- _THE REQUEST_
Write every line out verbatim and omit the pictures.

━━ EXERCISE MATERIAL

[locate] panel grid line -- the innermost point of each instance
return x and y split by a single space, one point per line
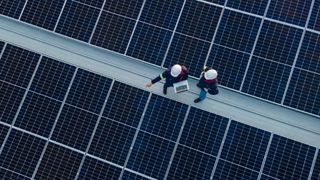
297 53
20 106
55 123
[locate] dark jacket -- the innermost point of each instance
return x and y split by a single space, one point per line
170 79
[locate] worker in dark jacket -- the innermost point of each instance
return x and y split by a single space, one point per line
209 81
172 75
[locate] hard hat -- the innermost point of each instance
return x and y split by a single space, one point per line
210 74
175 70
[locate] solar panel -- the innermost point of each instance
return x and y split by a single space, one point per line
113 32
38 114
17 65
21 153
191 164
77 20
230 64
304 92
288 159
149 43
295 12
94 169
44 13
164 117
150 155
203 131
10 99
59 163
245 145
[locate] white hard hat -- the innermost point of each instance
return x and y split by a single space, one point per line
210 74
175 70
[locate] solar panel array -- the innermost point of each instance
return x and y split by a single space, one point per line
62 122
268 49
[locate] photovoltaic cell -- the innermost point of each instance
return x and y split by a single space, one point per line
94 169
304 91
150 155
149 43
191 164
278 42
203 131
74 127
199 20
309 53
254 6
112 141
52 78
44 13
164 117
295 12
113 32
77 21
266 79
17 65
21 153
288 159
230 64
237 31
89 91
188 51
245 145
125 104
59 163
10 99
162 13
226 170
12 8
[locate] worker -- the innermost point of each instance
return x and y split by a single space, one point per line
172 75
209 81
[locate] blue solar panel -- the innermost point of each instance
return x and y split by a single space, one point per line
278 42
17 65
288 159
230 64
149 43
12 8
52 78
203 131
309 53
74 127
199 20
125 104
237 31
150 155
303 92
266 79
245 145
191 164
112 141
44 13
59 163
10 99
226 170
77 21
295 12
94 169
89 91
253 6
164 117
162 13
38 114
113 32
21 153
188 51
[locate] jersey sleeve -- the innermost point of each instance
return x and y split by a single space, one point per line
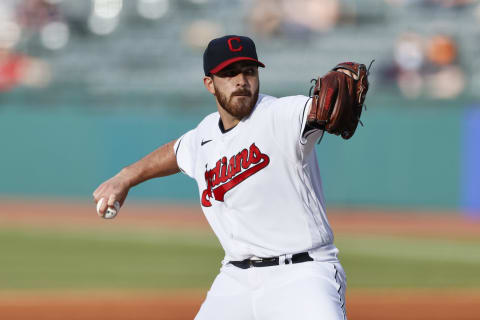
290 114
186 150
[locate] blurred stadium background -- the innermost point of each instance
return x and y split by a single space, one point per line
89 86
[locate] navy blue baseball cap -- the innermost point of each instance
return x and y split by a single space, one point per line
226 50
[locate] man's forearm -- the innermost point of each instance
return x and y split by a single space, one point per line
161 162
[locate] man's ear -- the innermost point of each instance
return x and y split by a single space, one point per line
208 82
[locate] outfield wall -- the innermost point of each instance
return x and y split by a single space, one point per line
403 157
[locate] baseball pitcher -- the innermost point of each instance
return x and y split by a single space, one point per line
259 186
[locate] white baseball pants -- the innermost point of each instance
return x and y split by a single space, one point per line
302 291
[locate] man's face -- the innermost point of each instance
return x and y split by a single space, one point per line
237 87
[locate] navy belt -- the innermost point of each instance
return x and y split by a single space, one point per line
275 261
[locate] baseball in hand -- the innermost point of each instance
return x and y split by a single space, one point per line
111 212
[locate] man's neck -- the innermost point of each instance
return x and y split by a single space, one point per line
228 120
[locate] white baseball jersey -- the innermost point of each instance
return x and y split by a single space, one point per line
259 182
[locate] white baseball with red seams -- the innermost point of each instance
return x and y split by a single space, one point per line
261 191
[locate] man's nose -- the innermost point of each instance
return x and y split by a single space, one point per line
241 80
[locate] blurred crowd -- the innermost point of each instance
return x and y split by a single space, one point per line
420 64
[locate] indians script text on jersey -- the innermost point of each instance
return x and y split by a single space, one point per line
259 183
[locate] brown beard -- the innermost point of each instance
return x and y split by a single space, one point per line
241 107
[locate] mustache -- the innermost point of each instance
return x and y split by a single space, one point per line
242 93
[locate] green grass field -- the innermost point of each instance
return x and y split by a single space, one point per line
163 259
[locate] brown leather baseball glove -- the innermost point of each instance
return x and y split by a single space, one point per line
338 99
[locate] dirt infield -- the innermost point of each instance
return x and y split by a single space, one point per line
68 214
362 305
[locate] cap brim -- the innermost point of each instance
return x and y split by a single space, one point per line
230 61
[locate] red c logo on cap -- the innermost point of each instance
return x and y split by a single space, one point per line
230 46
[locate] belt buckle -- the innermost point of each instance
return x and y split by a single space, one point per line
285 259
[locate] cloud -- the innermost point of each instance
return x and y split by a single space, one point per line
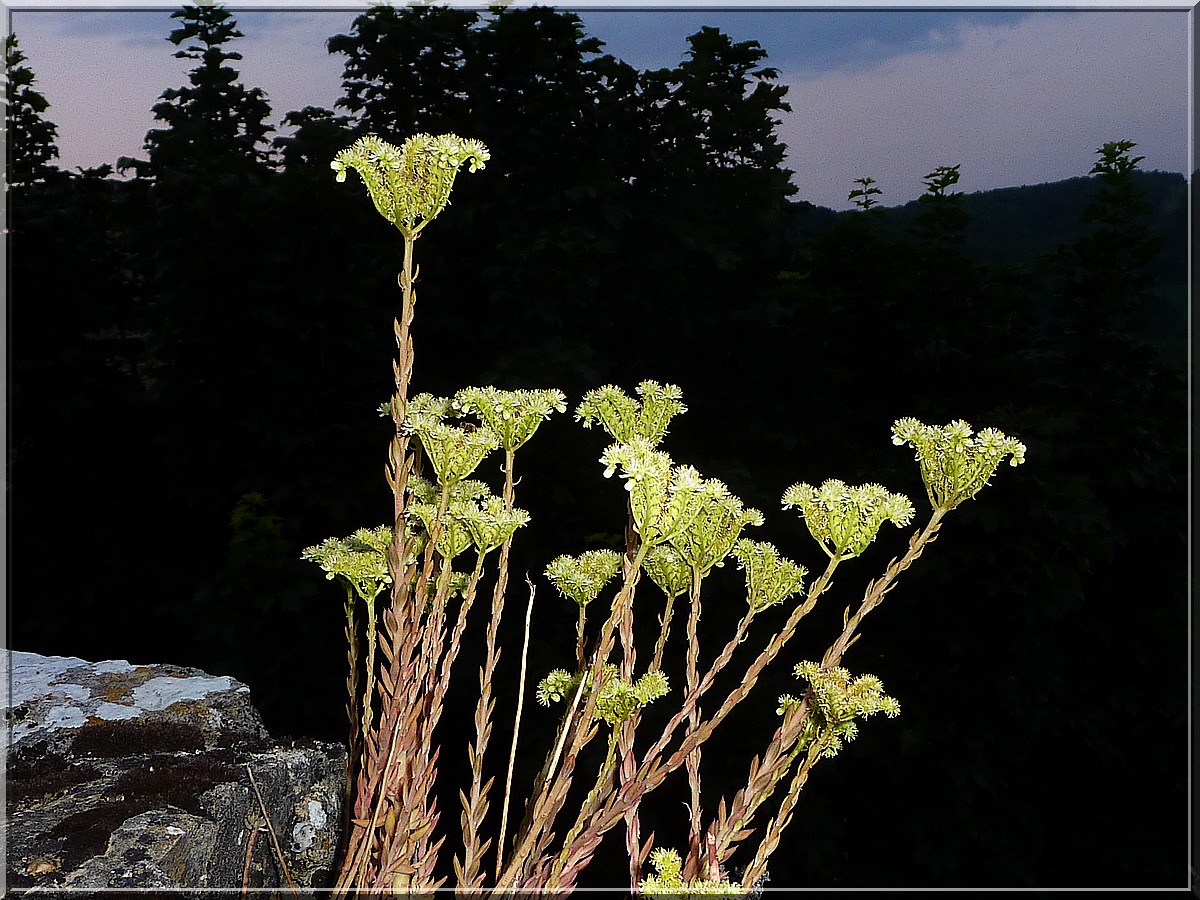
1014 103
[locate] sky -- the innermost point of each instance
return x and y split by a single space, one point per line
1014 96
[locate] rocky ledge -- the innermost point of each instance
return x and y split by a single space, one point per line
157 778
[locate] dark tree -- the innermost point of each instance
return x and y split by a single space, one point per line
216 123
30 136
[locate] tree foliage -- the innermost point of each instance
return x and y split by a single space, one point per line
30 136
195 365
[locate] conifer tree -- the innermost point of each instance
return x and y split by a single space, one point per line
216 123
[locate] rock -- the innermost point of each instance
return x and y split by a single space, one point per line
149 777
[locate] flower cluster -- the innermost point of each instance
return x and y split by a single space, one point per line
582 577
409 185
955 463
714 527
454 451
657 490
771 579
627 419
617 700
360 561
667 883
473 516
667 569
845 520
838 700
513 415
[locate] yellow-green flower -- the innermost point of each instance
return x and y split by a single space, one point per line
409 184
513 415
667 882
838 699
582 577
955 463
667 569
845 520
617 700
628 419
455 451
771 579
360 559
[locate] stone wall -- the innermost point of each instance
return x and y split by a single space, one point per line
156 777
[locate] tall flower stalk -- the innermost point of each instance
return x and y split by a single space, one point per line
408 599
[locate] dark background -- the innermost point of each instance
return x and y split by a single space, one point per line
199 341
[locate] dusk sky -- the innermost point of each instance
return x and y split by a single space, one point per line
1015 96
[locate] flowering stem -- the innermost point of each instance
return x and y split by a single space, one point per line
691 865
516 730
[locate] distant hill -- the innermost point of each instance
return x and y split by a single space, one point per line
1017 226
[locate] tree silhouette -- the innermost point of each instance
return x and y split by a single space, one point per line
29 133
216 123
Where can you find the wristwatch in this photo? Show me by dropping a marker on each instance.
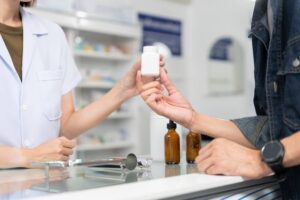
(272, 153)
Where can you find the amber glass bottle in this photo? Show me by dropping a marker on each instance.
(172, 142)
(192, 146)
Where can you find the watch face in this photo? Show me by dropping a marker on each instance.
(272, 151)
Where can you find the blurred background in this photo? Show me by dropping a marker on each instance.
(207, 50)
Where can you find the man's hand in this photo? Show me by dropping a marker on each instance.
(173, 106)
(224, 157)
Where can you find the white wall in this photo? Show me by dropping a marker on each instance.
(207, 21)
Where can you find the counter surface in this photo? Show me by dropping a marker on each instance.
(158, 181)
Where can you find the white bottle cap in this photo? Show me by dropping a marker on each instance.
(150, 49)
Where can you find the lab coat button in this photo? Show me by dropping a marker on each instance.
(296, 62)
(24, 107)
(275, 87)
(26, 143)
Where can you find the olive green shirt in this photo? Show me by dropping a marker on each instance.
(13, 39)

━━━━

- _FULL ANSWER_
[locate] panel grid line -- the innermost point of each instance
return x and y split by a single space, one point per line
297 53
20 106
55 123
[locate] dark jacket -- the innermost point of each instance
return x and y split by a single space, one point per line
170 79
[locate] worker in dark jacket -- the innermost point of each instance
return x and y split by a single space, one point per line
209 81
172 75
[locate] hard hat -- the innermost point of each instance
return x and y split by a single space, one point per line
210 74
175 70
[locate] solar panel -- the innermost point of each instance
return x and y split by a single space, one point per line
113 32
38 114
17 65
21 153
191 164
77 20
230 64
304 92
288 159
149 43
295 12
94 169
44 13
164 117
150 155
203 131
10 99
59 163
245 145
[locate] white hard hat -- the innermost point of each instance
return x and y split by a single space, one point per line
210 74
175 70
[locate] solar panel array -- the innermost point of each instance
return x and y split by a single space, one point per line
62 122
268 49
[locate] photovoltaic cell -- the innermost point of each instance
return x and y split by a single space, one point per line
94 169
304 91
150 155
149 43
191 164
278 42
203 131
74 127
199 20
309 53
254 6
112 141
52 78
44 13
164 117
295 12
113 32
77 21
266 79
17 65
21 153
288 159
230 64
237 31
89 91
188 51
245 145
125 104
59 163
10 99
162 13
226 170
12 8
[locate] worker -- the innermost point of each instance
return x and y split by a single space, one point per line
172 75
209 81
[locate] blue solar panel -- the innermost point of each instance
return x and y split by a single space, one point per line
278 42
17 65
288 159
230 64
149 43
12 8
52 78
203 131
309 53
74 127
199 20
125 104
237 31
150 155
303 92
266 79
245 145
191 164
112 141
44 13
59 163
10 99
226 170
77 21
295 12
94 169
89 91
253 6
164 117
162 13
38 114
113 32
21 153
188 51
[locate] jersey sleeve -- the innermost point of each instance
return x and y split by a single space, one point per line
290 114
186 150
[locate] blurred stadium background -- the innermost point of each instance
return x and y split by a single space, one point per line
89 86
[locate] navy blue baseball cap -- the innermost point of each instance
return x and y split by a single space, one point per line
226 50
[locate] man's forearm -- the innermost point of each instance
return x and y split by a single space, one point per line
161 162
[locate] man's ear -- the innermost point of each instance
return x and y split by a single space, one point per line
208 82
[locate] outfield wall -- the innermost point of each instance
return x and y split by a single space, one point per line
403 157
[locate] baseball pitcher -- the innermost point of each instance
return x and y split by a single space, one point per line
259 186
[locate] white baseball pants -- the innermost point of each instance
return x and y split by a single space, one point per line
302 291
[locate] man's face -- the innermost point of each instance
return x and y split by a single space, one point per line
237 87
[locate] navy belt -- the innermost point of each instance
return x and y split by a single space, one point per line
275 261
[locate] baseball in hand -- the innermost point of each instance
return x and y split by a single space, one point per line
111 212
[locate] man's neck -- the innermost point of each instance
return x and y split by a single space, one point per line
228 120
[locate] white baseball jersey -- the innermost point of each instance
return x and y split by a single space, one point per line
259 182
[locate] white baseball with red seams -- the innermost point of each instance
return x and y split by a single space, one point per line
261 191
[locate] man's nose -- the innermost point of each instance
return x and y split by a single space, one point per line
241 80
[locate] blurred crowd -- the innermost point of each instance
return x and y split by a single space, one point per line
420 64
[locate] indians script text on jersey -- the innermost point of each instance
return x and y split by a single space, one point per line
259 183
[locate] brown beard -- the innermost point of each instance
return x and y split by a single space, one point per line
241 107
[locate] mustache -- the innermost point of each instance
return x and y split by a single space, one point per line
242 93
[locate] green grass field -- the innermost point of each instance
return x and y split by a single space, one point per line
163 259
[locate] brown leather baseball glove -- the innermost point of each instance
return x and y split by a single space, one point per line
338 99
[locate] dirt infield -- the innermost point of each instance
return x and y split by a single space, one point per line
68 214
362 305
[locate] cap brim -- the innermost point of each instance
return x and y split by a single space, one point per line
230 61
[locate] red c logo on cap -- the innermost point of each instance
return x and y split by a single space, one point per line
230 46
[locate] belt buckle -- the innermost point of each instance
return x and y split by a single space, one point per line
285 259
[locate] cloud -- the innermost point of each instance
return x and y split by a single space, one point per line
1014 103
[locate] sky -- the innermost point of each instance
return x and y split by a single space, one point per line
1014 96
[locate] rocky ledge -- the innermost point of each instance
return x and y split by a single space, one point per line
157 778
[locate] dark tree -- the innermost point of each instance
return x and y split by a single space, one point per line
216 123
30 136
[locate] tree foliage -- the innermost point of each instance
return x and y split by a single space, one point per line
30 136
195 365
[locate] conifer tree -- the innermost point of each instance
return x and y split by a single space, one point per line
216 123
[locate] rock -- the innermost point of each instance
return x and y split by a single space, one point per line
149 777
[locate] flower cluster -- the innermost point of each instance
return x and y split by a single space, one point per line
582 577
409 185
955 463
714 527
454 451
657 490
771 579
627 419
617 700
360 561
667 883
473 516
667 569
845 520
838 700
513 415
[locate] yellow-green flower -- the innermost point of each instance
return x and y split by a single space, one point per line
409 184
513 415
667 882
838 699
582 577
955 463
667 569
845 520
617 700
628 419
455 451
771 579
360 559
[locate] stone wall -- the innermost point of each instance
return x and y split by a single space, one point per line
156 777
[locate] tall flower stalk -- the innermost point of each instance
return x and y split by a single space, one point per line
408 599
[locate] dark background -- the innermost point of each instance
return x and y split by a single space, one point per line
199 341
[locate] dusk sky -- the innermost point of each instance
return x and y split by a single space, one point per line
1015 96
[locate] flowering stem -- the innermost point of each instance
return x and y split by a single space, one point per line
691 865
516 730
[locate] distant hill -- the innermost point of each instance
return x and y split by a single space, one point per line
1017 226
[locate] tree silhouette -- the innermost point of each instance
return x and y split by a single space, one point per line
29 133
216 123
Where can you find the wristwatch in this photo? Show me by dropping a marker on each instance.
(272, 153)
Where can you find the amber glass bottle in this photo? Show me by dropping a marker on each instance.
(172, 142)
(192, 146)
Where can you find the watch face in this photo? Show me by dropping a marker on each instance.
(272, 151)
Where can you find the blurred background in this photo? Show me by dropping a marker on each instance.
(207, 50)
Where can you find the man's hand in this photo? Show me by dropping a marker on each instance.
(173, 106)
(224, 157)
Where can you find the white wall in this photo? Show me by dropping a marker on each instance.
(207, 21)
Where can you find the counter surface in this photo? Show me by dropping a marker on each instance.
(158, 181)
Where can you find the white bottle cap in this photo? Show me by dropping a marker on each instance.
(150, 49)
Where can you find the lab coat button in this photo? Show me by dropping a marker on each instance.
(296, 62)
(24, 107)
(275, 87)
(26, 143)
Where can you find the olive green shirt in this photo? Show me by dropping a marker on each instance.
(13, 39)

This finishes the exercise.